# EXCERPT:
Baystate Health was awarded a $1M CDN grant by TD Bank to fund, outfit, and operate a mobile health clinic that will improve access to preventive care in under-served urban and rural communities.

Many individuals are not receiving these life-saving services because of financial and transportation barriers or a lack of providers in their neighborhoods.

Baystate will circumvent these obstacles with a “clinic on wheels” that delivers needed services while also training future healthcare professionals to bring care directly to the community.

Fulfilling the Responsibility to Improve Community Health

As the largest health system in western Massachusetts, Baystate Health has a responsibility to improve the health of people in the community.

The counties it serves, Hampden, Hampshire and Franklin, are among the poorest in the state according to the 2018 County Health Rankings. High rates of obesity, cardiovascular disease, diabetes, asthma, and mental health and substance use disorders are health issues common to all three counties.

The mobile health clinic will deploy a multi-disciplinary healthcare team to bring health screenings, early detection, and referrals for needed treatment or other services directly to at-risk individuals where they live and congregate.

Baystate Health will work closely with community partners to prioritize health issues, and identify locations for the health bus to visit.

# TASK REQUIREMENTS:
A - List the counties that Baystate Health serves, as named in the excerpt about its mobile health clinic.
B - Continue the excerpt about Baystate Health's mobile health clinic from its final sentence.

# DATA:
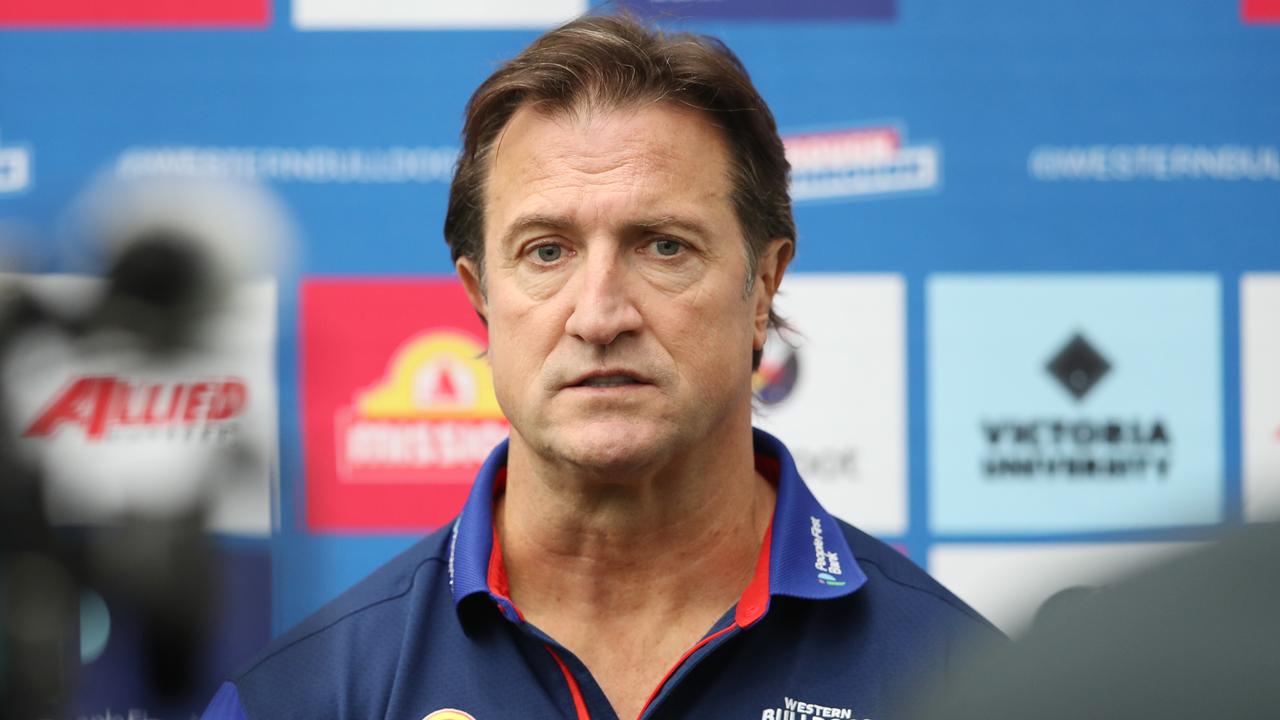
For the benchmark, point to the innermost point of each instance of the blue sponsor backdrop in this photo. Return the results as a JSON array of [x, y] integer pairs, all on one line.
[[1048, 137]]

# ANSWER SET:
A - Hampden, Hampshire, Franklin

B -
Seizing the Opportunity to Prepare Future Providers

Baystate Health is an academic health system training hundreds of nurses, medical students, pharmacists, and other health professions students every year.

The mobile health clinic is an opportunity to train future providers to address these issues—and prepare for future challenges.

A unique aspect of the project is to develop an interdisciplinary curriculum for health professions students from area colleges and medical students in the Population‐based Urban and Rural Community Health (PURCH) track. They will learn to engage patients, and be trained to work collaboratively as a team to deliver high quality care in new and creative ways.

The 2019 TD Ready Challenge encouraged organizations across the U.S. and Canada to create innovative solutions to help increase equitable health outcomes that focus on preventative efforts.

The project should reduce the onset, development, and severity of chronic disease and other illnesses in the community—over both the short and long term.